Object pointing dataset rows:

* * * *

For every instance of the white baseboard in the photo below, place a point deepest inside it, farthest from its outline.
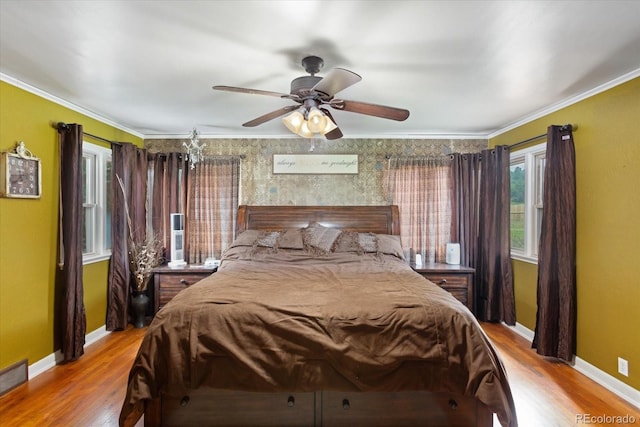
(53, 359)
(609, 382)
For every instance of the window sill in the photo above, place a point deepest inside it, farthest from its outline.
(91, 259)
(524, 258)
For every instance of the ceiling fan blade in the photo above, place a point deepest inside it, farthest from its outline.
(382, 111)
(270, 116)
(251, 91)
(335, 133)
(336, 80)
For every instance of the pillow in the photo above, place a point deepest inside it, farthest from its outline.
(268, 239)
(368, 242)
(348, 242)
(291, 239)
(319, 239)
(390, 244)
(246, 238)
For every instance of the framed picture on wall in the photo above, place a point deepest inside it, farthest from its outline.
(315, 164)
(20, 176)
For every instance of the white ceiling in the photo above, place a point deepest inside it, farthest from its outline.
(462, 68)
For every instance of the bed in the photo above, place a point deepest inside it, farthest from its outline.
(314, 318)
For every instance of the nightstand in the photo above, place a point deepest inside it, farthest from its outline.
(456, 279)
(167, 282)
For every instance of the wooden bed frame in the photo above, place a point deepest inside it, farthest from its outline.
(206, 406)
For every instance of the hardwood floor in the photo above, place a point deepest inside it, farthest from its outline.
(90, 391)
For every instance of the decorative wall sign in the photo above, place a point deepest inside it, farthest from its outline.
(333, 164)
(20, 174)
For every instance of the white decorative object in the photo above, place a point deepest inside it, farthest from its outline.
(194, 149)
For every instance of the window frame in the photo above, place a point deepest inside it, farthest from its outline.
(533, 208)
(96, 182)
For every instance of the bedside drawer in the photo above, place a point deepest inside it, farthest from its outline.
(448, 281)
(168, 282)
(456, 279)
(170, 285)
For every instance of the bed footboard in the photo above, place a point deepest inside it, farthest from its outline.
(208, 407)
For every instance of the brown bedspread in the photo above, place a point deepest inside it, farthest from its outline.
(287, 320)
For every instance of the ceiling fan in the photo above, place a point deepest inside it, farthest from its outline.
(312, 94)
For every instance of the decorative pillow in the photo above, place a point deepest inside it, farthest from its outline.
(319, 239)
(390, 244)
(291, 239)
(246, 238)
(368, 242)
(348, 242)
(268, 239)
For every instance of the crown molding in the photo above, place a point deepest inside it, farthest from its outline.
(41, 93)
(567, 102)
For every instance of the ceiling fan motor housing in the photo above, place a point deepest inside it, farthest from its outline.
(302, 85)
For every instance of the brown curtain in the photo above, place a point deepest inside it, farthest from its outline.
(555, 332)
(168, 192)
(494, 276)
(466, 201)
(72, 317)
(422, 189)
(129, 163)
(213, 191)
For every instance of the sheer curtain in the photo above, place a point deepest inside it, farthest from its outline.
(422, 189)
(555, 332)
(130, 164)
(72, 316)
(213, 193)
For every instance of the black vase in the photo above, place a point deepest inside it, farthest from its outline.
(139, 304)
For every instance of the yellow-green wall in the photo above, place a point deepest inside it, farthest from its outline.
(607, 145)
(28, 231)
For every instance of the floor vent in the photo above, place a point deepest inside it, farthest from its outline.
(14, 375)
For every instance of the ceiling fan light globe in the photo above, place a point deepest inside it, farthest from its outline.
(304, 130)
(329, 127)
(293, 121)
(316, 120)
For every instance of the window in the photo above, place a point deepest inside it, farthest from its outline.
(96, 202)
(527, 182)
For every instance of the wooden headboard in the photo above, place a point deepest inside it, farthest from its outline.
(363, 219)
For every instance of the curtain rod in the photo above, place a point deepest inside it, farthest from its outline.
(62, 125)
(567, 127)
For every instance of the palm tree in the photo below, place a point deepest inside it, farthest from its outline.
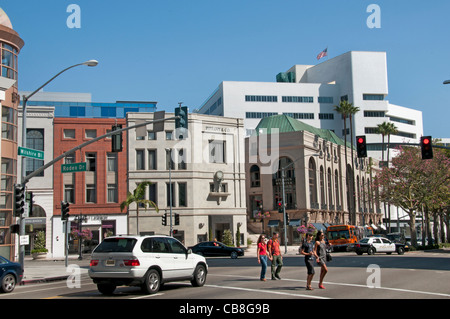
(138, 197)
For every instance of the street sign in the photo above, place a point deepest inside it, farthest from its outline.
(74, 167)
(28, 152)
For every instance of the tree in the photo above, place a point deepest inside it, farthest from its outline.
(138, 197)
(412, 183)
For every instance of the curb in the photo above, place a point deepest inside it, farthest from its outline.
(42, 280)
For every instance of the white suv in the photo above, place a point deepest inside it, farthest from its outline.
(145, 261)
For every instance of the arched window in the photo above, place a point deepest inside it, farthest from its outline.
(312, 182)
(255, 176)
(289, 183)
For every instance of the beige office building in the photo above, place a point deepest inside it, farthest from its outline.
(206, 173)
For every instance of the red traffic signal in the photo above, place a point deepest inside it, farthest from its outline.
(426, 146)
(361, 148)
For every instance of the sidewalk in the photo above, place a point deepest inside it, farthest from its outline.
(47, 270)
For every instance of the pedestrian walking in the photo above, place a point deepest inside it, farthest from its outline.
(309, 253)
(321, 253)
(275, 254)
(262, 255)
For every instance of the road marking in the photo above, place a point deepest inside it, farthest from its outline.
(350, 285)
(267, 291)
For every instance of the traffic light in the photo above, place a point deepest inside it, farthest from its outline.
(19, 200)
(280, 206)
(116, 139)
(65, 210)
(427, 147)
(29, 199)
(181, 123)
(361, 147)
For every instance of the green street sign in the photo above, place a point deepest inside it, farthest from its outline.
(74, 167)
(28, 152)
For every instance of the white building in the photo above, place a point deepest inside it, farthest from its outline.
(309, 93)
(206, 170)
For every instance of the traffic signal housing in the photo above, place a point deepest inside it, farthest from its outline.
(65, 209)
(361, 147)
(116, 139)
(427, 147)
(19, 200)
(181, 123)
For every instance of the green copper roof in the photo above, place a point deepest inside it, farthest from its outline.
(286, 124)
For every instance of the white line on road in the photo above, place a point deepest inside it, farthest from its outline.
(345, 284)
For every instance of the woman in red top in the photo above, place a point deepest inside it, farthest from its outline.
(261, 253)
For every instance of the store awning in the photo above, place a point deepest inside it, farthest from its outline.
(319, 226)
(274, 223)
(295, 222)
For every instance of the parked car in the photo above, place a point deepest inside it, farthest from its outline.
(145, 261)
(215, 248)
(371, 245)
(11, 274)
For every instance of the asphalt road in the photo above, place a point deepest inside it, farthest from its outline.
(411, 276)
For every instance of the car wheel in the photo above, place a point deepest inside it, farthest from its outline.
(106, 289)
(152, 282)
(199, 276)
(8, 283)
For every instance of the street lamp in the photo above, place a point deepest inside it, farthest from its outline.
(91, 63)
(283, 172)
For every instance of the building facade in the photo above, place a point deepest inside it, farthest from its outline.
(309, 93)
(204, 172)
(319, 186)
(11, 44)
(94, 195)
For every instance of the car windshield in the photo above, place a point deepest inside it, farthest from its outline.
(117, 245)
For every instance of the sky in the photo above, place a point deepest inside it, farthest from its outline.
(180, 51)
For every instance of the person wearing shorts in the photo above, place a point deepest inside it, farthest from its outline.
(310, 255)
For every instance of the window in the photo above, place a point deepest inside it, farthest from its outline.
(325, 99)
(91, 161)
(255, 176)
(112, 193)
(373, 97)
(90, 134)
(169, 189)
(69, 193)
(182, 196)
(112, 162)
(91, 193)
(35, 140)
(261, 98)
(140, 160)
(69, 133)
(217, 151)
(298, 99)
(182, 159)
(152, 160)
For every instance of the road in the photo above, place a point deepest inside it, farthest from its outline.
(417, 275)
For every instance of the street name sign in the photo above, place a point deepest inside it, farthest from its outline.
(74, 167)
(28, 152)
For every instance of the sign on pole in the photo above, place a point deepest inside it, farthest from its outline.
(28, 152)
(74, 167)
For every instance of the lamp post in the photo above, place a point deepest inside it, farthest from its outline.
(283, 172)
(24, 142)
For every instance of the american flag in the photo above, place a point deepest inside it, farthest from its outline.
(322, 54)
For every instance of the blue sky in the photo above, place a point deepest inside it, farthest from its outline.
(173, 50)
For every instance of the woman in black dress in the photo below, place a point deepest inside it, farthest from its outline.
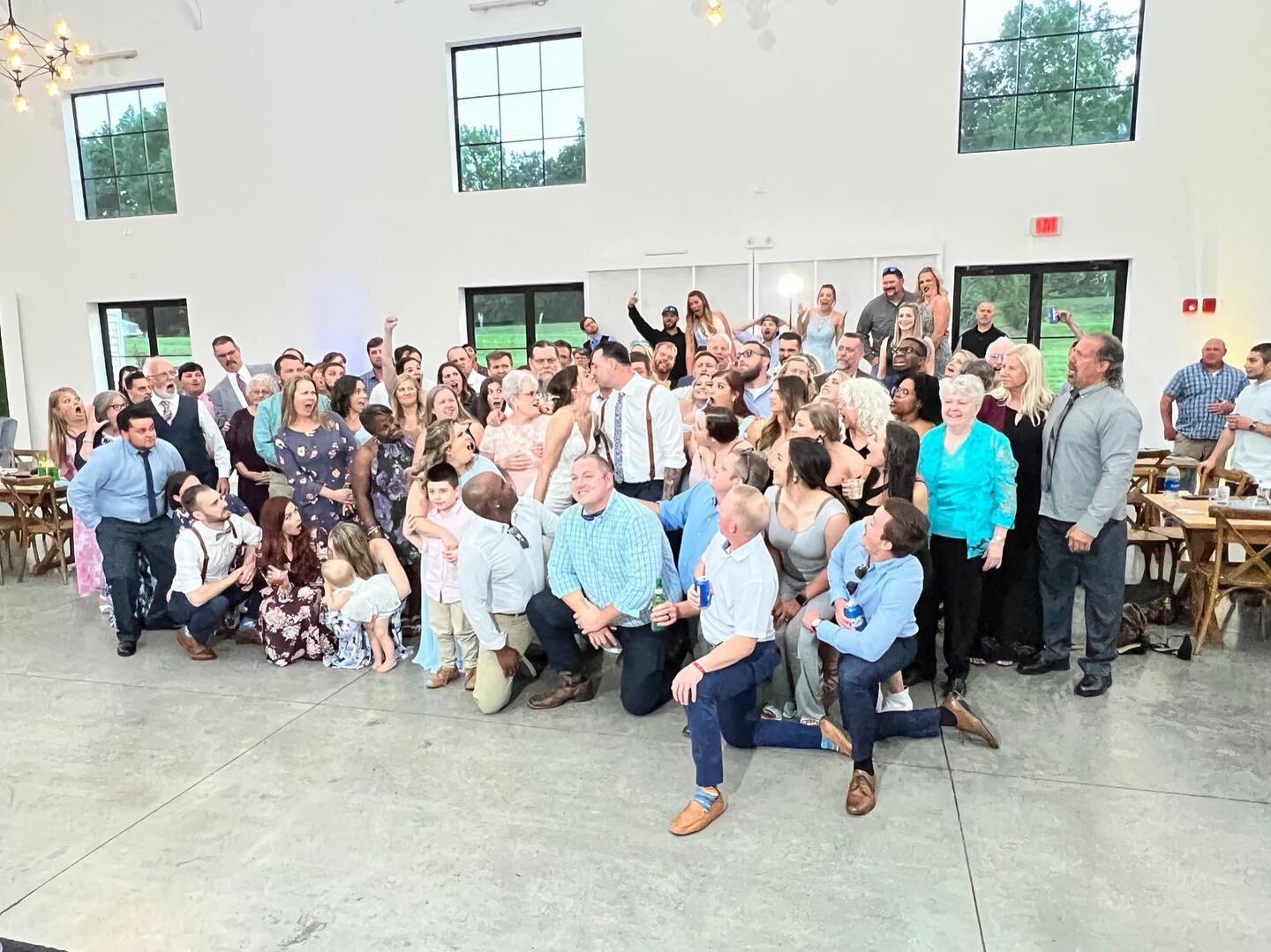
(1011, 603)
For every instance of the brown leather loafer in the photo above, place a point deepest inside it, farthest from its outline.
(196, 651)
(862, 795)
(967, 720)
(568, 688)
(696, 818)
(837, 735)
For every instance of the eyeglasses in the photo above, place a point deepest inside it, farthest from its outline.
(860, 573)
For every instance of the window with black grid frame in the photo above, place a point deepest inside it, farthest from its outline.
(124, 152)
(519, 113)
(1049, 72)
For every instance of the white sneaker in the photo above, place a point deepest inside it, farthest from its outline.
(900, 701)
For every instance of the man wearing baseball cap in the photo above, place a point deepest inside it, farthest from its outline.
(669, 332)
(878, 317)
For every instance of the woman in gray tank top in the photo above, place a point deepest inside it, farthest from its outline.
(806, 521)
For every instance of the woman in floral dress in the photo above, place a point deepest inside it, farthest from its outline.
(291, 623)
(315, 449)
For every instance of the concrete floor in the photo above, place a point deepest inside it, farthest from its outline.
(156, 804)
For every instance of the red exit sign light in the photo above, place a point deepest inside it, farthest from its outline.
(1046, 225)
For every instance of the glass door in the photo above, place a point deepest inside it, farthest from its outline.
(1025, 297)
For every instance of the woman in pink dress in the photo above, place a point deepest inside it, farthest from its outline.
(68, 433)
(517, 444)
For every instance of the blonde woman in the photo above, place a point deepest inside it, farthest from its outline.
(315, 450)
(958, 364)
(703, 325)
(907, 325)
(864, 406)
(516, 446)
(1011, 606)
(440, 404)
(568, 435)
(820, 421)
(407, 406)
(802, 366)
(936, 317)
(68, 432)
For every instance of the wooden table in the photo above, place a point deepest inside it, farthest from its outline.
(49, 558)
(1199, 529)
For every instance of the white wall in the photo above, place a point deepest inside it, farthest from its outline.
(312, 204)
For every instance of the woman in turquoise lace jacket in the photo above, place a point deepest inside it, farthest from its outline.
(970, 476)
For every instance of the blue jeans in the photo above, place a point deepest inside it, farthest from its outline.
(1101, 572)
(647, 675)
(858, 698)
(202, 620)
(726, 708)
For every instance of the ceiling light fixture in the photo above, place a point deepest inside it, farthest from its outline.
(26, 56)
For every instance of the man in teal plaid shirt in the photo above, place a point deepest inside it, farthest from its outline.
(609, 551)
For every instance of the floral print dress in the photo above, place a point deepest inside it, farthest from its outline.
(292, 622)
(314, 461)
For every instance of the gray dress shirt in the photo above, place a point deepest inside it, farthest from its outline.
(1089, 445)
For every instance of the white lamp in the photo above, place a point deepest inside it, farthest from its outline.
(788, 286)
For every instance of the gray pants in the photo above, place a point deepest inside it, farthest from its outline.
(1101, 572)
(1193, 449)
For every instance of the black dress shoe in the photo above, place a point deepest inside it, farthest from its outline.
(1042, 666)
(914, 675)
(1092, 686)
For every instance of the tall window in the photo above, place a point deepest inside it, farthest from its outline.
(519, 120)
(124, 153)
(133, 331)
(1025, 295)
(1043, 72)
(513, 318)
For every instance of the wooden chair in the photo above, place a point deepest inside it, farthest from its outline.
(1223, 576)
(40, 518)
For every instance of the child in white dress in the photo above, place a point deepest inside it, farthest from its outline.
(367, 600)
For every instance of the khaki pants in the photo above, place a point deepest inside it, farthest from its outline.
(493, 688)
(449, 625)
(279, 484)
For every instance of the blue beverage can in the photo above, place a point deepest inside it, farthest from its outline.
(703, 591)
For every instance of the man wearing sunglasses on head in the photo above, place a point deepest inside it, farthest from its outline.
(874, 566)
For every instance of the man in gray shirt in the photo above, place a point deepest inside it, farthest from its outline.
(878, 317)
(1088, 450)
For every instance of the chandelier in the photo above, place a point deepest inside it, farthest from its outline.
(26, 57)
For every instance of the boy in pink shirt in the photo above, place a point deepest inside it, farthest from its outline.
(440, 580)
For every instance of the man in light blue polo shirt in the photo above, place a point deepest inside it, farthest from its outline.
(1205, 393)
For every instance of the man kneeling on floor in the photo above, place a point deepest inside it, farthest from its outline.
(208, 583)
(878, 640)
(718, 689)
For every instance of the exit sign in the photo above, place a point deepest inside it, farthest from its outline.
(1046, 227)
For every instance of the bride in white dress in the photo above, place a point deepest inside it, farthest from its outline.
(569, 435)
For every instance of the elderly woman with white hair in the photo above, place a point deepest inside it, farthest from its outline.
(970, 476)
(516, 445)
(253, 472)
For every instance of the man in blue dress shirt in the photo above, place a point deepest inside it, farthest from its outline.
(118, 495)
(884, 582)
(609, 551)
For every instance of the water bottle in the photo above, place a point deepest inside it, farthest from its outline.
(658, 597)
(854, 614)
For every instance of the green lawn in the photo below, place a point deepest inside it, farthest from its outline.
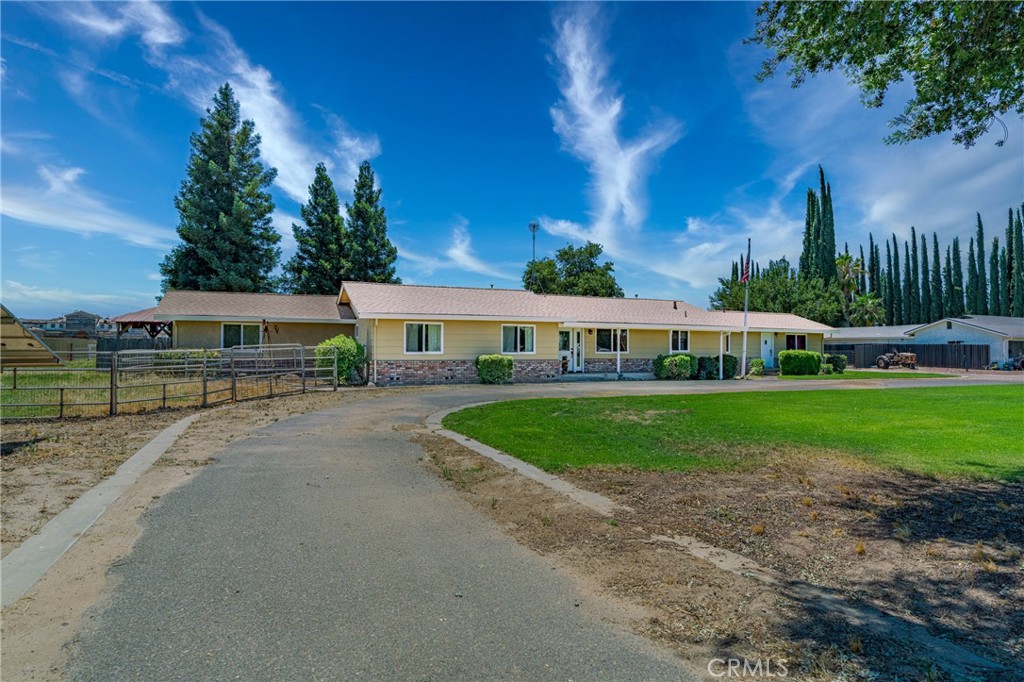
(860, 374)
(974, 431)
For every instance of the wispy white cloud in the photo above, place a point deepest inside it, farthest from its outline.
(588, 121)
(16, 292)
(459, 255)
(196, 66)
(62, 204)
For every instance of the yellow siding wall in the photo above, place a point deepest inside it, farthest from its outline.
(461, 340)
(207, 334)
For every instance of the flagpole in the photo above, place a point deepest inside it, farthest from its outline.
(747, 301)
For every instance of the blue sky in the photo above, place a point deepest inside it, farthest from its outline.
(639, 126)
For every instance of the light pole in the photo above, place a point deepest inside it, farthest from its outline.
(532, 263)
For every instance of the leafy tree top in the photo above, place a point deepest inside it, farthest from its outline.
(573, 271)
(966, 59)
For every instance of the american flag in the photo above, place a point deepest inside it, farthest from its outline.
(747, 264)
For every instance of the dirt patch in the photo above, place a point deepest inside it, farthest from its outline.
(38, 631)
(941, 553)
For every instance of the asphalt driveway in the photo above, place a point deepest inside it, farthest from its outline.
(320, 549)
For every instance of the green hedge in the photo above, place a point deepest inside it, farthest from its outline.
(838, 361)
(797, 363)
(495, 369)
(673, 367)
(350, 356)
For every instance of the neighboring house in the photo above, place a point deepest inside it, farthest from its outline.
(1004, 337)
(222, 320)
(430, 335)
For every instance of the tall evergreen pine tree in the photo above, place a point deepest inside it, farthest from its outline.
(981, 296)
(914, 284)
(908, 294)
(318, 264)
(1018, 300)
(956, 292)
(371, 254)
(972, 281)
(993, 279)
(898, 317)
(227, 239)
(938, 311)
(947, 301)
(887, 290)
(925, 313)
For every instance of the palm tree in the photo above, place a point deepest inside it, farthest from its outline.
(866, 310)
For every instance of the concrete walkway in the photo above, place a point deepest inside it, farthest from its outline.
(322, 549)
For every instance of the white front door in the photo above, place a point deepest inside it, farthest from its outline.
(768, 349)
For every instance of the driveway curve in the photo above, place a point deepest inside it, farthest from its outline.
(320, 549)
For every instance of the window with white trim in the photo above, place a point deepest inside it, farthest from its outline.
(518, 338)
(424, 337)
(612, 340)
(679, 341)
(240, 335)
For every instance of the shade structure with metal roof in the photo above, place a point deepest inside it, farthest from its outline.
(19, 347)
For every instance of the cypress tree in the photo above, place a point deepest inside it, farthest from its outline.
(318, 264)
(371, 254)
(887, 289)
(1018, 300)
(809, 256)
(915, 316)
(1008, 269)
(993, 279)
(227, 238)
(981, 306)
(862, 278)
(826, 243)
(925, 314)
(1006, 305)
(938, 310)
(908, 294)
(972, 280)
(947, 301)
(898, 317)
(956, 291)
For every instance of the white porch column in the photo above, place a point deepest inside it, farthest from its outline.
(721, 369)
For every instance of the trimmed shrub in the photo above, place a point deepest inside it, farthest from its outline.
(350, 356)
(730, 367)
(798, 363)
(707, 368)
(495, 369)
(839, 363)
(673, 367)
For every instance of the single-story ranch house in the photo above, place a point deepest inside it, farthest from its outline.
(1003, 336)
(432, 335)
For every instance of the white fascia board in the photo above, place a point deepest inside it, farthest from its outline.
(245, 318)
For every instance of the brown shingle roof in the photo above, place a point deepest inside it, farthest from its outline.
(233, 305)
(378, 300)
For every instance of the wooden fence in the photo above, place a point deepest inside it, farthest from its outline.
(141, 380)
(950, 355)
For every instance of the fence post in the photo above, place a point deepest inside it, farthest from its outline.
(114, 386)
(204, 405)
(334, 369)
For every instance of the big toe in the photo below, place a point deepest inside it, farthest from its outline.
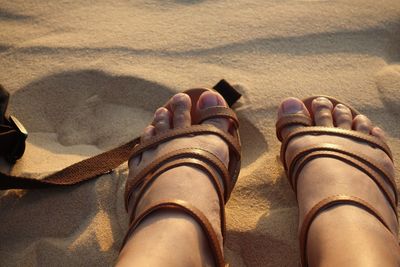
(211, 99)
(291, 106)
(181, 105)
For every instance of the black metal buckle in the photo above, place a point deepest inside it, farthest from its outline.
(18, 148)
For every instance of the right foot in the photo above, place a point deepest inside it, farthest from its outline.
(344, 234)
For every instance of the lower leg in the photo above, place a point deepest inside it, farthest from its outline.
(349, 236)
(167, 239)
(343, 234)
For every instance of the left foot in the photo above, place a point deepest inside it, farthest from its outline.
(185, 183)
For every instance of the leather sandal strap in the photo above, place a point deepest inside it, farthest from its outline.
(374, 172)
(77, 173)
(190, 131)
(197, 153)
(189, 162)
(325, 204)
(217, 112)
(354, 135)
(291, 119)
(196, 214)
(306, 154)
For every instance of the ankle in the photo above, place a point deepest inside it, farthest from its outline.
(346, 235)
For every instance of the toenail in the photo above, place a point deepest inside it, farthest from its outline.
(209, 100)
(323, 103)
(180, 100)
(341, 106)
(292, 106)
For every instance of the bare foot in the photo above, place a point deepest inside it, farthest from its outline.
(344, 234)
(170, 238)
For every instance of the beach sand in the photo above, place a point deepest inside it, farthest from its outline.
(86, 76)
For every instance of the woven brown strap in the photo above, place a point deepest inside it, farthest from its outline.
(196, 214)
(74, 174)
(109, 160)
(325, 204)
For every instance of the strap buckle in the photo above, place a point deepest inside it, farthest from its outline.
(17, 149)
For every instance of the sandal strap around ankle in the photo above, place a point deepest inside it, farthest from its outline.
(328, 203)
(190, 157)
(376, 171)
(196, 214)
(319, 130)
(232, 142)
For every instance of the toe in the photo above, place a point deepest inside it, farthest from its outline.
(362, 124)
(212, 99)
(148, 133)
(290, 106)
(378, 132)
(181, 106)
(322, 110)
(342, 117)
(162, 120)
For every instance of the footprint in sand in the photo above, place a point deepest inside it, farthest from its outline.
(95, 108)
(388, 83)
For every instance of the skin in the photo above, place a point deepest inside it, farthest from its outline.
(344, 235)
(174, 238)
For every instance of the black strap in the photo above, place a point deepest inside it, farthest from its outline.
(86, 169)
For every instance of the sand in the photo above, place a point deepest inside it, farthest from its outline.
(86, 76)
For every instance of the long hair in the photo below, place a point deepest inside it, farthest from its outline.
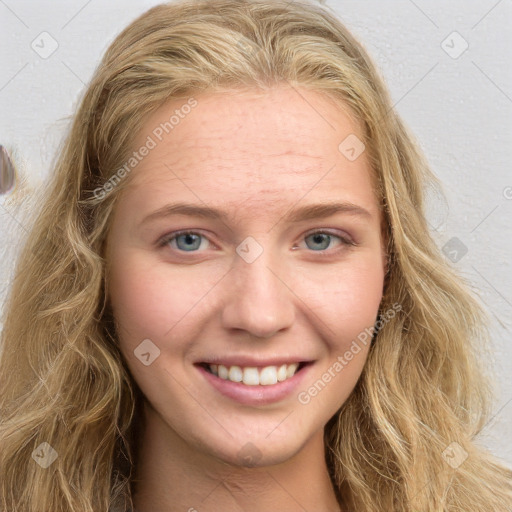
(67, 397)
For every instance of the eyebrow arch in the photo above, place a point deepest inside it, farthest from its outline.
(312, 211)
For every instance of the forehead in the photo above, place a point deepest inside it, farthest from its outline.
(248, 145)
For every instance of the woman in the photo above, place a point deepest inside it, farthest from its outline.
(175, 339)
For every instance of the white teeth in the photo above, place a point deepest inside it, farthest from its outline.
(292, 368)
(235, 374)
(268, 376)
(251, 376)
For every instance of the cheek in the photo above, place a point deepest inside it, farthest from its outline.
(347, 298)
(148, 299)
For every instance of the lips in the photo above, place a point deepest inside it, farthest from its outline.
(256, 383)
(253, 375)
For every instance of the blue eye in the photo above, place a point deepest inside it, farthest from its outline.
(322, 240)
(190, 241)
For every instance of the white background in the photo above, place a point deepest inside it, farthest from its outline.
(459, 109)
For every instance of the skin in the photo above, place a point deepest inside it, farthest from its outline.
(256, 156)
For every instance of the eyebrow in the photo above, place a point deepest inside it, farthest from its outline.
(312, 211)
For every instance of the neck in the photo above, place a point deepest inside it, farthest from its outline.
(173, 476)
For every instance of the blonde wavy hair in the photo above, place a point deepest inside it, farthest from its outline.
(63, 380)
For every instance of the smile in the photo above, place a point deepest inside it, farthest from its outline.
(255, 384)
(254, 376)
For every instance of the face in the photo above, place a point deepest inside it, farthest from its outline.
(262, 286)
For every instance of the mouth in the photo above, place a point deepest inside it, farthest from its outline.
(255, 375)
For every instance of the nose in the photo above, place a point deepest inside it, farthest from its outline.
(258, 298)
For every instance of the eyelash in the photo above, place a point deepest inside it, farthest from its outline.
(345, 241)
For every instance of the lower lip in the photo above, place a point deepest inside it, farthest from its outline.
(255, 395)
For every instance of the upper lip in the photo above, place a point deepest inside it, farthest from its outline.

* * * *

What you should do
Rewrite the material starting at the line containing "For every instance of the white lamp" and ending at the line containing "(1193, 449)", with "white lamp" replaced by "table lamp" and nothing else changed.

Full response
For every instance of the table lamp in the photo above, place a point deepest inside it, farthest from its outline.
(788, 286)
For every instance of the gray pants in the photo above, place a point deepest inside it, farthest from its outline.
(1101, 572)
(1193, 449)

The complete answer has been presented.